*INSTRUCTIONS TO FOLLOW*: Reproduce the data below verbatim from the line containing "concrete curb, listing" through its final line, and produce nothing more.

*LISTING*:
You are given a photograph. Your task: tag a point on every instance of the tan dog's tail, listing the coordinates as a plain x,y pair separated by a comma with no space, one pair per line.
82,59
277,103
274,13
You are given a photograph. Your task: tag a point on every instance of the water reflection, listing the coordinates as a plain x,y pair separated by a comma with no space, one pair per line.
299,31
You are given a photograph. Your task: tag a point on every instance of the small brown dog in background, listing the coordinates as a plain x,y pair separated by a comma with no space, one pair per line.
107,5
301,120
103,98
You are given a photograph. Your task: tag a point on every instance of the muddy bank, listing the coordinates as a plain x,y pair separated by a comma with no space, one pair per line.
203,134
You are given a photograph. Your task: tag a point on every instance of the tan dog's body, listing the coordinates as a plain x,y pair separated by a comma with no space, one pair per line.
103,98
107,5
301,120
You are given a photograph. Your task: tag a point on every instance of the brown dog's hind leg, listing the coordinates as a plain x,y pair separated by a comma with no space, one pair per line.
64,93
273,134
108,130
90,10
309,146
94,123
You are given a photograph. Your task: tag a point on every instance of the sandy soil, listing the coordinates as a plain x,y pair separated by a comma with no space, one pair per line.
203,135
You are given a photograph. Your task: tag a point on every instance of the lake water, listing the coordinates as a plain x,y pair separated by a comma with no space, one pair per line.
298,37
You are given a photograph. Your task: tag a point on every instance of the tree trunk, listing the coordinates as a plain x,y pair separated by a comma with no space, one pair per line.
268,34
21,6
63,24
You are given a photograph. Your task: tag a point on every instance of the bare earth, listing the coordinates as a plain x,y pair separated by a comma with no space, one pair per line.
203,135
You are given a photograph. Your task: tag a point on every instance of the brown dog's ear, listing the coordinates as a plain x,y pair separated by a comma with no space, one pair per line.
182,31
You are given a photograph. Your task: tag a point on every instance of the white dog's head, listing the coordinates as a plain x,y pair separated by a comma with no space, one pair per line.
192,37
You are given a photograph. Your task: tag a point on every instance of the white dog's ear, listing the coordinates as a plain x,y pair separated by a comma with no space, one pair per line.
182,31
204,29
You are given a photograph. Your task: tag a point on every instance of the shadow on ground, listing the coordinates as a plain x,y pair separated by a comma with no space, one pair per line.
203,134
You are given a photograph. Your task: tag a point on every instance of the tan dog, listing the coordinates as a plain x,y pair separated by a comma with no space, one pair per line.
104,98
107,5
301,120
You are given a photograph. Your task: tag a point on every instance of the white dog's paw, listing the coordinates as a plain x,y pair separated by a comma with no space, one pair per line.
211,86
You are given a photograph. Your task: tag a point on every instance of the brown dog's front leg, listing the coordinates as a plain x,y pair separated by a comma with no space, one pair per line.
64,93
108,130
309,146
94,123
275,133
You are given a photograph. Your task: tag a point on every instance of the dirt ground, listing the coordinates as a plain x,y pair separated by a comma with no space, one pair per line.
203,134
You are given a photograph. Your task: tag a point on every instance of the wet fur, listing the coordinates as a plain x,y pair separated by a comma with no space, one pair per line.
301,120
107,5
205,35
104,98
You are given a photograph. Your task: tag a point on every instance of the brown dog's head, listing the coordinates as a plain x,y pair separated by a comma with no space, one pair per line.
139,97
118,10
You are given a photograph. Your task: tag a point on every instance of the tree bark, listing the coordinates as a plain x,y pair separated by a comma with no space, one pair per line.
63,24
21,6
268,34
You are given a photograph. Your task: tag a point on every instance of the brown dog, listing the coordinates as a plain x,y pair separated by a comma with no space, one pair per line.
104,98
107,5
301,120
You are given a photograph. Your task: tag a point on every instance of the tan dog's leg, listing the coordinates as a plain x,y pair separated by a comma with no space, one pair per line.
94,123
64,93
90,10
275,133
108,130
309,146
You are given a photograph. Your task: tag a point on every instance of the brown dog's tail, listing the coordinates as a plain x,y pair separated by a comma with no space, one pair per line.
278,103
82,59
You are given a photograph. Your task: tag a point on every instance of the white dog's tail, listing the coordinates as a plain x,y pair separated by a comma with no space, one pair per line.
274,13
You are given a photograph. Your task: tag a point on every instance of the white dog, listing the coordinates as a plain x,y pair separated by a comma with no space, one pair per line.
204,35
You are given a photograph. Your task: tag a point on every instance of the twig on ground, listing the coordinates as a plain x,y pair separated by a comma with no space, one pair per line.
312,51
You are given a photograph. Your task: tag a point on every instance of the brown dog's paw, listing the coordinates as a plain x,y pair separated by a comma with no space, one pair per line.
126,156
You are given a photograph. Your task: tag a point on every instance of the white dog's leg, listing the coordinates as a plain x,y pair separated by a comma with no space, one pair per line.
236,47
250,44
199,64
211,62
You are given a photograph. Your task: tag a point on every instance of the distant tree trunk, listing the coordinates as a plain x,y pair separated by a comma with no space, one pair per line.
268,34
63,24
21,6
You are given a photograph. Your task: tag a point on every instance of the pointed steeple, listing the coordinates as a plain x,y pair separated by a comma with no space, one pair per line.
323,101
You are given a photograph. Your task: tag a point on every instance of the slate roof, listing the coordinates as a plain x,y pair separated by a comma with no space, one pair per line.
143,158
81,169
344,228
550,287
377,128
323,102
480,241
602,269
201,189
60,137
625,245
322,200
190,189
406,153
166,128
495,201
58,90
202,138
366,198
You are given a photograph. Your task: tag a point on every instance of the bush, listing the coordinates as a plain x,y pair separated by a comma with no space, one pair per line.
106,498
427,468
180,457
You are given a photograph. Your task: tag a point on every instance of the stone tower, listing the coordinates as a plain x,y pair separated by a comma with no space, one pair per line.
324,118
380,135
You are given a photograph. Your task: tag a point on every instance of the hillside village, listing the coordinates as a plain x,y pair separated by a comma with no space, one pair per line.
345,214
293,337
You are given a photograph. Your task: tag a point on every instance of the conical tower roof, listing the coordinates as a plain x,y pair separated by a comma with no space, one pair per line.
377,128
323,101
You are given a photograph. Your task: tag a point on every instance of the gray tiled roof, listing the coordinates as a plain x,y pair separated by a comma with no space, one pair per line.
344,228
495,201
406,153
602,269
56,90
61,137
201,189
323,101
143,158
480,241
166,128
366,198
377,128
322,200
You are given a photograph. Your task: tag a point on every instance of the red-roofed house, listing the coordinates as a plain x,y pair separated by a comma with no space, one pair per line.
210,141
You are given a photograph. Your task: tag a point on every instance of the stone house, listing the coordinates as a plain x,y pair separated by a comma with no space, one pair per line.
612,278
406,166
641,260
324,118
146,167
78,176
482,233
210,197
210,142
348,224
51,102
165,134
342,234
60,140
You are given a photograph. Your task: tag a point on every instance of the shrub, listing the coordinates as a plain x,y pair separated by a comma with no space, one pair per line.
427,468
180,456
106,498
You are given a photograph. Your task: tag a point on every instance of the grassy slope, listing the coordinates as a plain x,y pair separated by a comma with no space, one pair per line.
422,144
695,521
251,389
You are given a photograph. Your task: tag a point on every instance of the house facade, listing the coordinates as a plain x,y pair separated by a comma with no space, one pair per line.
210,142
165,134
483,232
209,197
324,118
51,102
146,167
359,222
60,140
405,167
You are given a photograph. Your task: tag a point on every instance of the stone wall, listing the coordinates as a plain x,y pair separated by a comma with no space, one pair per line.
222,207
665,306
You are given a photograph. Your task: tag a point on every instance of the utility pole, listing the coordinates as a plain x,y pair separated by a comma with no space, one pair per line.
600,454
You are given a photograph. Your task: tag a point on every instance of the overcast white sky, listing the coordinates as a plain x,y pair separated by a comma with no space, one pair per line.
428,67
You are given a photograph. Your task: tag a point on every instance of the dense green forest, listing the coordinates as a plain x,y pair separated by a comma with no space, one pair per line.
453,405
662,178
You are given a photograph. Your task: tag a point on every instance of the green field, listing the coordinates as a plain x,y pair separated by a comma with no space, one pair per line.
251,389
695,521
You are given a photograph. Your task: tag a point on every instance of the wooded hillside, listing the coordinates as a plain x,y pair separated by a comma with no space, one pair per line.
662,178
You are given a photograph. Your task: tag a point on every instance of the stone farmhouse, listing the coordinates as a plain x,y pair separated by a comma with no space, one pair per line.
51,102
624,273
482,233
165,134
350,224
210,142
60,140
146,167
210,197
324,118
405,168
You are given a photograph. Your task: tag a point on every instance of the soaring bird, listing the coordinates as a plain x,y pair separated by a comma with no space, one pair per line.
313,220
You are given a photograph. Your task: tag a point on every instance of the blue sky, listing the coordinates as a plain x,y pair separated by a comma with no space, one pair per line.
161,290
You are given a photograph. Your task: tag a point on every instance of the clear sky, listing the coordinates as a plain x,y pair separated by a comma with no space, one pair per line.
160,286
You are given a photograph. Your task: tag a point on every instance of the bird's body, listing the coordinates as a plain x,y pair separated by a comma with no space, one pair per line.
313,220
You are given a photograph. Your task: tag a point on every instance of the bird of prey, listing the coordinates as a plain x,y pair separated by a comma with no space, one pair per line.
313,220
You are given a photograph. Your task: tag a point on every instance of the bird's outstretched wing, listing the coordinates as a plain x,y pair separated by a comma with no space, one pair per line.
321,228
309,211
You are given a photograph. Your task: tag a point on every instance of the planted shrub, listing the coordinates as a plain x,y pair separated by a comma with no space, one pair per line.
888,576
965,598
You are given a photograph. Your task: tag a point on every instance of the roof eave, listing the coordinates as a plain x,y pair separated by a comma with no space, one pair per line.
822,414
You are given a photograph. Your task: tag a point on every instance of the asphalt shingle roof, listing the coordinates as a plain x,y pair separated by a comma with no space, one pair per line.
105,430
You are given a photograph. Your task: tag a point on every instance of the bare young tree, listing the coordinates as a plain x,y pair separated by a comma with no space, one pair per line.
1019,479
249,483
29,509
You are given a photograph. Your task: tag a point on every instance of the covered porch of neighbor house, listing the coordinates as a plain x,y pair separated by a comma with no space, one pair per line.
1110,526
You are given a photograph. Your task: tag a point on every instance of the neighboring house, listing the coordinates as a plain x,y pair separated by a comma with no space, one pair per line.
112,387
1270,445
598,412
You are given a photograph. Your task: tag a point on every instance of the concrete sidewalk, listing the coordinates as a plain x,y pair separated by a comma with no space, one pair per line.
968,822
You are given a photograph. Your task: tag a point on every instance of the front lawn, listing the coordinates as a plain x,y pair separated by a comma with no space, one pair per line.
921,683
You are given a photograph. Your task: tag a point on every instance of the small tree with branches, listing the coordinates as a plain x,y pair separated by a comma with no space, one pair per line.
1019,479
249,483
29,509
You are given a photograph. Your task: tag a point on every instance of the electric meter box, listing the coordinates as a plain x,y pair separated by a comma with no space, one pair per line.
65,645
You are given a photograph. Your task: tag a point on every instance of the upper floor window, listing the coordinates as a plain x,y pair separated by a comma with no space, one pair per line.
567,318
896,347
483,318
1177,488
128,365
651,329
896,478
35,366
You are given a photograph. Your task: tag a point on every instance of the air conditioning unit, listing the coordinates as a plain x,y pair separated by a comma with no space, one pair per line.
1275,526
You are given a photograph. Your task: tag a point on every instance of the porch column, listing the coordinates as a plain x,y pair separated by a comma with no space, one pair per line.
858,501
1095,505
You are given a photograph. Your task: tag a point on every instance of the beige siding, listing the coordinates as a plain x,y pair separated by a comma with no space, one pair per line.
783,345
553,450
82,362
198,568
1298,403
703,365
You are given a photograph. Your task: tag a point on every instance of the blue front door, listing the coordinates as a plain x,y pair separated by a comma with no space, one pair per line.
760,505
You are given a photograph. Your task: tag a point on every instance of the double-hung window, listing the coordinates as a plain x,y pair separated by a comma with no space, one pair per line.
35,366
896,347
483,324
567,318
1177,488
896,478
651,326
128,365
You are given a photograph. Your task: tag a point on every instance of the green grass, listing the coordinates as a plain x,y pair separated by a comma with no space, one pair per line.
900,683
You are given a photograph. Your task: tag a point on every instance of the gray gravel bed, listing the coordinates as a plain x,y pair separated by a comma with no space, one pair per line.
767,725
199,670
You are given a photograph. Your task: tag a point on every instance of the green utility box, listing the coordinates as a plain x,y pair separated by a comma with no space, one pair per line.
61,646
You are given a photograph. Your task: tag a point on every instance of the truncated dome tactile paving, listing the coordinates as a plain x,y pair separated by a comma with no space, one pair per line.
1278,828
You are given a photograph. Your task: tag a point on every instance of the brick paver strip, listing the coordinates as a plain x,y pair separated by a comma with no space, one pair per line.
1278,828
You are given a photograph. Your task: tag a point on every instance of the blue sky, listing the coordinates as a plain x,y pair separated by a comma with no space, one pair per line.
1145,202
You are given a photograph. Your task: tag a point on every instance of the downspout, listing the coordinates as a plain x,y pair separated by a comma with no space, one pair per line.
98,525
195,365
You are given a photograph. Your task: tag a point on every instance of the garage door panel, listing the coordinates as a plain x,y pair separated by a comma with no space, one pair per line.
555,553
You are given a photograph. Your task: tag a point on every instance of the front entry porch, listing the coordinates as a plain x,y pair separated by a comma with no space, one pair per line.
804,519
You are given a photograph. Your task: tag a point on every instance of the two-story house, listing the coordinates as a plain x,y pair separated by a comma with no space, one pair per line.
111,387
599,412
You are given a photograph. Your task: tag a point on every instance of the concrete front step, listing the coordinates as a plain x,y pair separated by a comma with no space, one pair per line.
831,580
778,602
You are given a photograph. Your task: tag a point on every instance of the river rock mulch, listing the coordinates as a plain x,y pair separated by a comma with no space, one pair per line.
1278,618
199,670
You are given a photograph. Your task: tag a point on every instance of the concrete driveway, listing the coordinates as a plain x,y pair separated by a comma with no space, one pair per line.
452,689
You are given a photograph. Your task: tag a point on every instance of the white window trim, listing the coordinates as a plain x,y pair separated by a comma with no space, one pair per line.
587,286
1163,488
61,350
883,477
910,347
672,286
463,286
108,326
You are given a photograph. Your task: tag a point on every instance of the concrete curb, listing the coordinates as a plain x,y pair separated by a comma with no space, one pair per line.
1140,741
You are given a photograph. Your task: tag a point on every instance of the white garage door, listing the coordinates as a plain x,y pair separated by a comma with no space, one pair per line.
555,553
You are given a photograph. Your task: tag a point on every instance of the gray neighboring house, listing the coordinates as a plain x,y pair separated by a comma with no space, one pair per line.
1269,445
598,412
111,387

*OUTPUT OF THE EXERCISE*:
You are given a photograph. Your task: tag a point on every instance of the concrete curb, listing the coordinates as a plain x,y pair separated by a comma with no space, one pair per line.
1140,741
You are given a photograph. Your task: tag a point on every instance of the white garage door, listing the coordinates as a plain x,y pair separated by a comma with no space, one pair per line.
555,553
You are given a photograph. Your task: tag a point on every instance of the gray neighboring house, listing the coordinates as a plain x,y pair separated by a comma with no space, one pair per line.
1269,445
598,412
111,387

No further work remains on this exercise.